WHAT YOU NEED TO DO: Gather each line in the entries that includes the string "clicks".

SUPPLIED RECORDS:
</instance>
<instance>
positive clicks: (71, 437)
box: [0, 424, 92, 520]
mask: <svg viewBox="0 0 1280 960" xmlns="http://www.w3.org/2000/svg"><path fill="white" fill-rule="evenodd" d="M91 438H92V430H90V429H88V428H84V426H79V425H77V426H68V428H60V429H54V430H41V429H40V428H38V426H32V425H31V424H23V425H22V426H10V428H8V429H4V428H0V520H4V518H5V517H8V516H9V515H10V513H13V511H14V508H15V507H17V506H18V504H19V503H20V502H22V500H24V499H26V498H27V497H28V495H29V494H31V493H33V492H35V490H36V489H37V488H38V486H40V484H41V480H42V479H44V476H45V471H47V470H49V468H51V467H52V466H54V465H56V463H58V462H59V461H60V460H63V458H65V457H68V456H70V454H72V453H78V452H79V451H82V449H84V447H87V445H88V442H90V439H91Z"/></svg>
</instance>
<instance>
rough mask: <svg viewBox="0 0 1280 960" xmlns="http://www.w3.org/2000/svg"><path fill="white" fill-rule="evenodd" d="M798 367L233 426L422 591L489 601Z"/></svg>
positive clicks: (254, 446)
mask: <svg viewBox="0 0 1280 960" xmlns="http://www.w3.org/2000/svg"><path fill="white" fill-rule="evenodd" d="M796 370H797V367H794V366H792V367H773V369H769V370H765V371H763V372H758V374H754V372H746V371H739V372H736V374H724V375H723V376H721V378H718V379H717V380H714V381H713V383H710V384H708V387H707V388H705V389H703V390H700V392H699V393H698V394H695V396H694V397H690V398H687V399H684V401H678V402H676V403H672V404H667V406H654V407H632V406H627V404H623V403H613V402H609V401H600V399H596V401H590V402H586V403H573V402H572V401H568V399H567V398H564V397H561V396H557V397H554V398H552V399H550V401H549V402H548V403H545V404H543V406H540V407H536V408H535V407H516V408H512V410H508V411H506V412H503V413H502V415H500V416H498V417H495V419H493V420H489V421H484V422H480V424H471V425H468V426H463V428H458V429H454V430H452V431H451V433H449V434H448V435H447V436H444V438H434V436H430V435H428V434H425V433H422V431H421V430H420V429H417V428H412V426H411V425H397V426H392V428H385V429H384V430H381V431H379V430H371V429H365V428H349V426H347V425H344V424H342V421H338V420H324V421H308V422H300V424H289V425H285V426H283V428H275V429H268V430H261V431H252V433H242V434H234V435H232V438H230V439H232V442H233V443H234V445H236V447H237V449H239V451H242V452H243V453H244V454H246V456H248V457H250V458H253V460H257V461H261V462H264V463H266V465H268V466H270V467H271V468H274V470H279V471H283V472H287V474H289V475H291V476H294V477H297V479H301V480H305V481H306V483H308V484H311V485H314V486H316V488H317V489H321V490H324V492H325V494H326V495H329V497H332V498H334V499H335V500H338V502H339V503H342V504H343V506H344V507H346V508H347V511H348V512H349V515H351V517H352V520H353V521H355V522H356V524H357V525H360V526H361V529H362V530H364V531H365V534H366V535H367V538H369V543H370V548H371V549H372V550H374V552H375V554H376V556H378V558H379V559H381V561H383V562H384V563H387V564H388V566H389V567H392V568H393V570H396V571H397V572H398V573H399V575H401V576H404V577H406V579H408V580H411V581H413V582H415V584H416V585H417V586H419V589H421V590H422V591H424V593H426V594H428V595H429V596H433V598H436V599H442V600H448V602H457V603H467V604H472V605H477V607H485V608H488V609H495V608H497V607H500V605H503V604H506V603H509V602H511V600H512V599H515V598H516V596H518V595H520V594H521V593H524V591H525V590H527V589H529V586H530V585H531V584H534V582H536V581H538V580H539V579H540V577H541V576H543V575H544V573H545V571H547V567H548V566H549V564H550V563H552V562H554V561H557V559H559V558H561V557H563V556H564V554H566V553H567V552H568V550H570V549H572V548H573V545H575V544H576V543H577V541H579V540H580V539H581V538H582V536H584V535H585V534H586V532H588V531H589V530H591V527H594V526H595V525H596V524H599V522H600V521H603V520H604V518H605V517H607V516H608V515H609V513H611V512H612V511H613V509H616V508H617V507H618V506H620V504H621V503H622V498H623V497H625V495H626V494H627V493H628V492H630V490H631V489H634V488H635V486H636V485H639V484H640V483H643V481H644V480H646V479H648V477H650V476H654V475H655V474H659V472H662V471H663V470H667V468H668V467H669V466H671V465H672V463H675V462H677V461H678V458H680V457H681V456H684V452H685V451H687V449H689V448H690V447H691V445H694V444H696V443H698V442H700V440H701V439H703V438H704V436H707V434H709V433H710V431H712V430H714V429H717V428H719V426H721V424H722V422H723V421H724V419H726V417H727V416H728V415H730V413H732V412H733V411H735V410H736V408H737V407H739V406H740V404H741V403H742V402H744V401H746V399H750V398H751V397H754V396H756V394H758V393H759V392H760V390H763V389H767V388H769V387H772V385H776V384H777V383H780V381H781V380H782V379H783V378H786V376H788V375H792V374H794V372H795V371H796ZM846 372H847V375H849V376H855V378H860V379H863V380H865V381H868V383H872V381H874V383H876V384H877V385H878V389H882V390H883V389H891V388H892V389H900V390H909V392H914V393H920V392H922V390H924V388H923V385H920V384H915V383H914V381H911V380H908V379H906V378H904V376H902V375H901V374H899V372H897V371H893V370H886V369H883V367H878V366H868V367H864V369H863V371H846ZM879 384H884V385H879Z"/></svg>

SOLVED PROBLEM:
positive clicks: (71, 437)
positive clicks: (254, 446)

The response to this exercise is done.